Items from a dataset
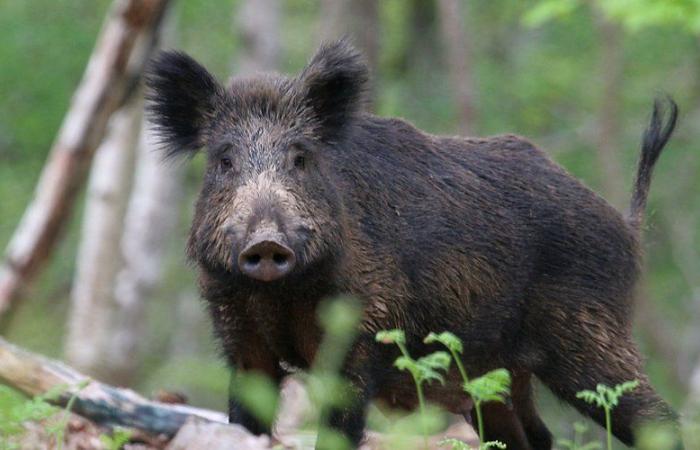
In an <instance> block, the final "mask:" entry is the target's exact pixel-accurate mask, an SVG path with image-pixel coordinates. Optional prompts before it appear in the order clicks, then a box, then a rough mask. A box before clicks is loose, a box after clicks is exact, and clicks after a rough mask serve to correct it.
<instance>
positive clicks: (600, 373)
mask: <svg viewBox="0 0 700 450" xmlns="http://www.w3.org/2000/svg"><path fill="white" fill-rule="evenodd" d="M582 316H584V315H581V314H579V315H577V314H575V313H574V314H572V315H571V316H569V317H568V322H567V323H566V324H562V323H558V324H557V323H552V324H551V325H550V326H549V327H548V328H549V330H555V331H554V333H555V334H557V335H556V336H550V337H549V338H548V339H545V340H544V342H548V344H545V347H546V348H547V350H548V352H547V354H548V355H549V357H548V362H547V363H546V364H545V365H543V367H541V368H540V369H538V370H536V372H535V373H536V375H537V376H538V377H539V378H540V379H541V380H542V381H543V382H544V383H545V384H546V385H547V386H548V387H549V388H550V389H551V390H552V391H553V392H554V393H555V394H556V395H557V396H559V397H560V398H562V399H564V400H566V401H567V402H569V403H570V404H572V405H573V406H575V407H576V408H577V409H578V410H580V411H581V412H583V413H585V414H587V415H588V416H590V417H591V418H593V419H594V420H595V421H596V422H598V423H599V424H600V425H601V426H603V427H604V426H605V416H604V412H603V410H602V409H601V408H597V407H596V406H594V405H590V404H588V403H586V402H584V401H583V400H580V399H577V398H576V393H577V392H579V391H581V390H584V389H589V390H595V388H596V386H597V385H598V383H603V384H605V385H607V386H615V385H617V384H620V383H623V382H625V381H631V380H638V381H639V386H638V387H637V388H636V389H635V390H634V391H632V392H630V393H627V394H625V395H624V396H623V397H622V398H621V399H620V403H619V405H618V406H616V407H615V408H614V409H613V411H612V431H613V434H614V435H615V437H617V438H618V439H619V440H620V441H622V442H623V443H625V444H626V445H634V427H636V426H639V425H640V424H644V423H648V422H669V421H670V422H676V414H675V413H674V412H673V410H672V409H671V408H670V407H669V406H668V405H667V404H666V403H665V402H664V401H663V400H662V399H661V397H659V395H658V394H657V393H656V392H655V391H654V389H653V388H652V387H651V385H650V384H649V380H648V378H647V376H646V375H645V374H644V373H643V372H642V370H641V367H642V362H641V358H640V356H639V353H638V351H637V349H636V346H635V345H634V343H633V342H632V340H631V337H630V336H629V331H627V330H628V329H627V327H625V326H624V325H618V326H613V325H612V321H610V322H607V321H606V320H605V318H606V315H605V314H604V313H600V314H598V315H590V314H585V316H588V317H595V319H596V320H593V321H587V322H586V323H576V318H577V317H582ZM606 322H607V323H606Z"/></svg>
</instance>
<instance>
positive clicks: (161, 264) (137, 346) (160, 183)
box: [104, 127, 183, 385]
mask: <svg viewBox="0 0 700 450" xmlns="http://www.w3.org/2000/svg"><path fill="white" fill-rule="evenodd" d="M153 140H154V139H153V137H152V134H151V133H150V132H149V130H148V129H146V128H145V127H143V128H142V132H141V140H140V142H139V145H138V147H137V160H136V174H135V180H134V186H133V190H132V193H131V198H130V200H129V206H128V210H127V213H126V218H125V221H124V233H123V235H122V237H121V246H120V255H121V258H120V260H121V261H123V266H122V267H121V270H120V271H119V272H118V274H117V276H116V279H114V280H113V281H114V283H113V286H114V291H113V297H112V298H113V301H114V306H113V308H112V309H113V311H112V316H111V319H110V327H109V329H108V330H106V331H105V333H109V334H110V339H109V340H108V341H105V342H106V344H107V345H105V347H104V353H105V354H107V355H109V360H108V364H106V368H107V369H108V370H109V372H110V378H109V379H110V380H112V382H114V383H117V384H120V385H129V384H130V383H131V381H132V380H133V378H134V376H135V375H136V374H137V371H138V368H139V366H140V362H141V360H142V358H141V356H142V354H141V344H142V343H143V341H144V334H145V333H144V331H145V329H144V325H145V319H146V311H145V306H146V302H147V301H148V300H149V299H150V298H151V297H152V294H153V292H154V289H155V288H156V287H157V286H158V283H159V282H160V281H161V279H162V275H163V273H162V272H163V267H164V266H165V251H166V249H167V244H168V241H169V239H170V237H171V236H172V234H173V231H174V227H175V224H176V223H177V219H178V214H179V205H180V198H181V194H182V182H183V180H182V178H183V177H182V174H183V172H182V170H181V166H179V165H176V164H173V163H166V162H164V161H163V158H162V154H161V152H158V151H156V150H157V149H156V145H154V142H153ZM108 298H109V297H108Z"/></svg>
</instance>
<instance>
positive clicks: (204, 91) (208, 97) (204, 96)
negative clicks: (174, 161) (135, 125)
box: [146, 51, 222, 156]
mask: <svg viewBox="0 0 700 450" xmlns="http://www.w3.org/2000/svg"><path fill="white" fill-rule="evenodd" d="M146 88H147V93H146V100H147V107H146V108H147V113H148V118H149V120H150V122H151V123H152V124H153V125H154V129H155V131H156V135H157V136H158V139H159V140H160V143H161V144H162V145H163V146H164V149H165V151H166V154H167V156H174V155H178V154H182V153H188V154H192V153H194V152H195V151H196V150H197V149H199V148H200V147H203V146H204V144H205V142H204V130H205V126H206V123H207V119H208V118H211V115H212V113H213V112H214V108H215V102H216V97H217V96H218V95H220V93H221V92H222V88H221V86H220V84H219V83H218V82H217V81H216V79H215V78H214V77H213V76H212V75H211V74H210V73H209V72H208V71H207V70H206V69H205V68H204V67H202V66H201V65H200V64H199V63H197V61H195V60H194V59H192V58H191V57H189V56H188V55H186V54H185V53H181V52H177V51H166V52H160V53H159V54H158V55H157V56H156V57H155V58H154V59H153V60H152V61H151V63H150V64H149V67H148V69H147V72H146Z"/></svg>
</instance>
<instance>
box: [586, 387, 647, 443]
mask: <svg viewBox="0 0 700 450" xmlns="http://www.w3.org/2000/svg"><path fill="white" fill-rule="evenodd" d="M637 386H639V381H638V380H634V381H625V382H624V383H621V384H618V385H616V386H614V387H612V388H611V387H608V386H606V385H604V384H598V385H597V386H596V390H595V391H590V390H583V391H580V392H578V393H577V394H576V398H579V399H581V400H583V401H585V402H586V403H589V404H591V405H595V406H597V407H598V408H603V410H605V429H606V431H607V438H608V439H607V443H608V450H612V419H611V417H610V412H611V411H612V409H613V408H615V407H616V406H617V405H618V404H619V401H620V397H622V396H623V395H624V394H626V393H628V392H631V391H633V390H635V389H636V388H637Z"/></svg>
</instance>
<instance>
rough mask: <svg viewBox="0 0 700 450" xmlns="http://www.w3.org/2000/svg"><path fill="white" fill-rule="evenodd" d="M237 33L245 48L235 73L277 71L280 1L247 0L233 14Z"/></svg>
mask: <svg viewBox="0 0 700 450" xmlns="http://www.w3.org/2000/svg"><path fill="white" fill-rule="evenodd" d="M233 28H234V33H236V34H238V35H239V36H240V38H241V40H242V42H243V50H242V54H241V57H240V58H239V60H238V64H237V65H236V66H234V70H233V73H239V74H241V75H252V74H254V73H256V72H264V71H271V70H276V69H277V68H278V66H279V58H280V2H279V0H244V1H243V2H242V4H241V6H240V9H239V11H238V12H237V14H234V27H233Z"/></svg>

WHAT THE EXERCISE ASKS - Reproduce the items from their beginning through the line containing "positive clicks: (600, 373)", with both ends included. Leave out the pictures.

ANSWER FOR THE TASK -
In an <instance> block, the final "mask:" entry is the target's exact pixel-accurate mask, an SVG path with image-pixel coordinates. Optional prompts before it appear in the order clicks, then a box, then a rough mask. A box before clicks is loose, a box after clicks is exact, and clicks after a rough mask serve to correct it.
<instance>
positive clicks: (600, 373)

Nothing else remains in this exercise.